= Attività da svolgere =
A - Nel testo sulla Great Resignation, la frase che inizia con "Dando un ultimo sguardo ai dati" indica le ragioni alla base dell'impennata delle dimissioni volontarie. Elencale tutte.
B - Prosegui il testo sulla Great Resignation, riprendendo subito dopo la sua ultima frase.

= Testo fornito =
Quali sono dunque i lavoratori dipendenti principalmente coinvolti dalla Great Resignation? Secondo un’indagine condotta da Aidp e riportata da Repubblica (3), in Italia il profilo tipico è quello di un giovane dai 25 ai 36 anni occupato in attività impiegatizie e con un’anzianità in azienda inferiore ai 5 anni. Si può dunque parlare, forse non a torto, di un fenomeno che ha anche connotati di carattere generazionale.

In caso si confermasse come tendenza diffusa nei giovani lavoratori e in quelli del domani rappresenterà con tutta probabilità un elemento che condizionerà il mercato del lavoro e la vita delle persone in maniera strutturale. Capire quali siano le ragioni che portino così tanti giovani a cambiare lavoro diventa dunque quasi una necessità. Dando un ultimo sguardo ai dati cercando di risolvere questo arcano, possiamo constatare come alla base delle ragioni dell’impennata delle dimissioni volontarie vi sono la ripresa dell’economia, la ricerca di condizioni economiche più favorevoli in altre aziende e la necessità di riequilibrare la propria vita privata con quella lavorativa. Un dato interessante è che un intervistato su quattro abbia anche indicato come motivazione la ricerca di un nuovo senso di vita. Su queste ultime due motivazioni, ovvero la ricerca di un equilibrio tra vita lavorativa e privata e la ricerca di un senso alla propria vita, si dovrebbe incentrare quantomeno qualche ragionamento. 

Appare evidente che la pandemia abbia messo al centro la salute psicologica della persona, un aspetto che per tanto tempo in molti hanno spesso messo in secondo piano a favore di altri elementi della propria vita. Non stupisce che questo cambio di prospettiva finisca con il condizionare anche l’attività lavorativa, in un senso innovativo rispetto ai grandi cambiamenti del mondo del lavoro nel passato. 

Le rivendicazioni dei lavoratori sino ad oggi si sono concentrate difatti perlopiù sull’aspetto salariale e delle condizioni di lavoro all’interno delle aziende. Oggi ad emergere sembrano invece elementi completamente nuovi: le richieste dei lavoratori si concentrano sul cercare ritmi lavoratori più idonei non solo in un’ottica di vivibilità all’interno dell’impresa ma in uno spettro più ampio di coerenza con l’aspettativa di coniugare lavoro e vita privata. Alle richieste di carattere economico, si affianca la necessità di un lavoro che non sia solo un modo di “portare a casa la pagnotta” quanto uno strumento di realizzazione personale funzionale anche a trovare una sorta di scopo della propria vita. A tutto questo si affianca poi, in particolare fra i laureati, la richiesta di poter condurre la propria attività lavorativa da casa.

= Estratto dei dati =
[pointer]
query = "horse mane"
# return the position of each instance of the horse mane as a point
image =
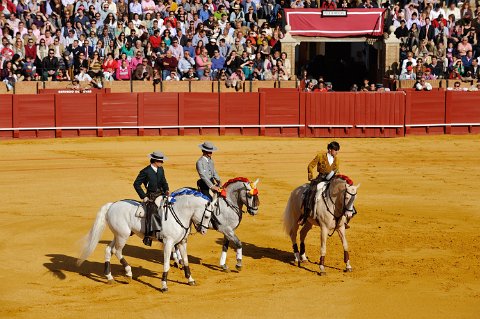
(234, 180)
(345, 178)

= Le tue risposte =
A -
- la ripresa dell'economia
- la ricerca di condizioni economiche più favorevoli in altre aziende
- la necessità di riequilibrare la propria vita privata con quella lavorativa

B -
Alcuni critici dell’idea che la Great Resignation sia un fenomeno destinato a diventare strutturale, sottolineano come possa essere un effetto collaterale della pandemia (essendo esploso dopo la prima ondata di lockdown che ha coinvolto i paesi occidentali) destinato a riassorbirsi con il graduale ritorno alla normalità. Altri invece vedono in questo fenomeno l’evoluzione di una tendenza storica in atto già da decenni che vede un’opposizione sempre maggiore ad uno stile di vita stressante che ruota intorno al lavoro piuttosto che alla ricerca della felicità intesa come il perseguire le proprie passioni o il poter disporre di tempo libero. 

Il fatto che questa impennata di dimissioni sia concentrata tra i giovani e abbia motivazioni non direttamente riconducibili alla pandemia fa pendere la bilancia (almeno a livello personale) verso l’ipotesi che andremo verso un mondo nel quale i lavoratori saranno disposti a dimettersi anche più volte dal proprio lavoro se insoddisfatti con ben poche remore. Dimissioni in cerca di un impiego che faccia sentire appagati e che sia coerente con gli interessi e le aspirazioni della persona. Un elemento alle quali le imprese dovranno prestare attenzione se non vorranno emorragie di impiegati. Un mondo dove la figura del dimissionario in cerca di sé stesso la farà da padrone.